(Task requirements) Please state how many lines in the material below contain the word "water", and reply with that number alone.

Data lines:
┄┄┄┄┄┄┄┄┄┄┄┄┄┄┄┄┄┄┄┄

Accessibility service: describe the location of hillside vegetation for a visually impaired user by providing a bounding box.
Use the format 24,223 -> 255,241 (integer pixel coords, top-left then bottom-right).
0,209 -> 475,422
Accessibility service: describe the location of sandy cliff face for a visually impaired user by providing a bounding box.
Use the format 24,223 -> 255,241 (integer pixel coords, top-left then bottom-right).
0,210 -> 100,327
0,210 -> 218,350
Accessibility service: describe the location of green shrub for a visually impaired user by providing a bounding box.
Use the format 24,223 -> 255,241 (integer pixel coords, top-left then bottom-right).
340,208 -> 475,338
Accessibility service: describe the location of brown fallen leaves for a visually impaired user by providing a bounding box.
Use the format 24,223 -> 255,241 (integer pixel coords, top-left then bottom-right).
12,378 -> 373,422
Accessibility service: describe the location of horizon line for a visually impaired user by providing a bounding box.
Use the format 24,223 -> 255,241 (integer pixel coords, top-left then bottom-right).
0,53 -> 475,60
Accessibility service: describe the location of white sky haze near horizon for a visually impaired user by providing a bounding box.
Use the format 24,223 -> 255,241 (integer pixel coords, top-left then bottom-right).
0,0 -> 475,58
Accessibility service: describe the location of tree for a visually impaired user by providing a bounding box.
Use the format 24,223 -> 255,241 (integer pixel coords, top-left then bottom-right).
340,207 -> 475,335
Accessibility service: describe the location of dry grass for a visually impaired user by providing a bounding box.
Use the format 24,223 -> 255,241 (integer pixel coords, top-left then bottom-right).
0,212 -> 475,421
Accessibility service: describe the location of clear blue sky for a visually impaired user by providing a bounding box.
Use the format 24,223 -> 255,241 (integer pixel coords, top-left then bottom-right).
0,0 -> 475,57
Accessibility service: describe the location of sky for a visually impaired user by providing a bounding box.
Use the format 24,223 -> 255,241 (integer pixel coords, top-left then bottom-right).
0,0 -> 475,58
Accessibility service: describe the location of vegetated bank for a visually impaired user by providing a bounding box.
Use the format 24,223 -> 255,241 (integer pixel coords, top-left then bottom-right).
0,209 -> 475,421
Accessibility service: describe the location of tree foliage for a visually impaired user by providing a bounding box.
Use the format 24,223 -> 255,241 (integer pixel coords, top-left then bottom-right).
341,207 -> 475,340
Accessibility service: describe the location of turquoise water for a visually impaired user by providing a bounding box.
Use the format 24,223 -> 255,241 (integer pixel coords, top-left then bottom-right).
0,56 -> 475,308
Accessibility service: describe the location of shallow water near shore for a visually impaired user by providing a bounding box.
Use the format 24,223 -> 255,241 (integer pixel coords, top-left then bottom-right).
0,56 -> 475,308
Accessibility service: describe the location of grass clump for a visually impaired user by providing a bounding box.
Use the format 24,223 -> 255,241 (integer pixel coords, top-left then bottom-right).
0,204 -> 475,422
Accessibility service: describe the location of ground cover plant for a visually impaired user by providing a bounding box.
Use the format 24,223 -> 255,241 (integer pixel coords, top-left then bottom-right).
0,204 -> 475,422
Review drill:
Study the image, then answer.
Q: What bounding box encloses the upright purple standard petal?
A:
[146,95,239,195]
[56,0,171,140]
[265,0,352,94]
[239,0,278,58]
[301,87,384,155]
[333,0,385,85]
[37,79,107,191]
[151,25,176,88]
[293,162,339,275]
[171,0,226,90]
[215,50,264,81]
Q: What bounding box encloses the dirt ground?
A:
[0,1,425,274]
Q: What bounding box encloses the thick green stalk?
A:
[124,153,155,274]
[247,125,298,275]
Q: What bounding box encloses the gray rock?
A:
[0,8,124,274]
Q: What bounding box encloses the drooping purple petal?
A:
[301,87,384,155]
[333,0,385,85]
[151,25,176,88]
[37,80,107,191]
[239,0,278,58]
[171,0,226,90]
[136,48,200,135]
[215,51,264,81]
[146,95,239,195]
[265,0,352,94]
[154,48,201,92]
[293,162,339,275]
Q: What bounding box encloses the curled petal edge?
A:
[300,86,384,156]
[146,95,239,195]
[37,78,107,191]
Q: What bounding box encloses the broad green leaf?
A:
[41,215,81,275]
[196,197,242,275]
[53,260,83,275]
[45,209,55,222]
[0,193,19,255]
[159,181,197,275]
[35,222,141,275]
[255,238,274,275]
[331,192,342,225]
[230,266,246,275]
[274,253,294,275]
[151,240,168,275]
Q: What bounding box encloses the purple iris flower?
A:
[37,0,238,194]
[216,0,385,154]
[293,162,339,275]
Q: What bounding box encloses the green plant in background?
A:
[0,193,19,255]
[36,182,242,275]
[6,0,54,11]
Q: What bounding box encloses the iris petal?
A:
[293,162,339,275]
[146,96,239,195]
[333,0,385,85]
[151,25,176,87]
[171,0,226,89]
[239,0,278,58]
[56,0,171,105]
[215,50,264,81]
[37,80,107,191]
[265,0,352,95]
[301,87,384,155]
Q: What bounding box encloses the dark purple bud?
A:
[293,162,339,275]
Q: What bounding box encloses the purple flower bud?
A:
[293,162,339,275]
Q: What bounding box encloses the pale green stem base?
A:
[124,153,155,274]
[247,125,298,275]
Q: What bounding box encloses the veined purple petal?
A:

┄┄┄┄┄┄┄┄┄┄┄┄┄┄┄┄┄┄┄┄

(Full answer) 2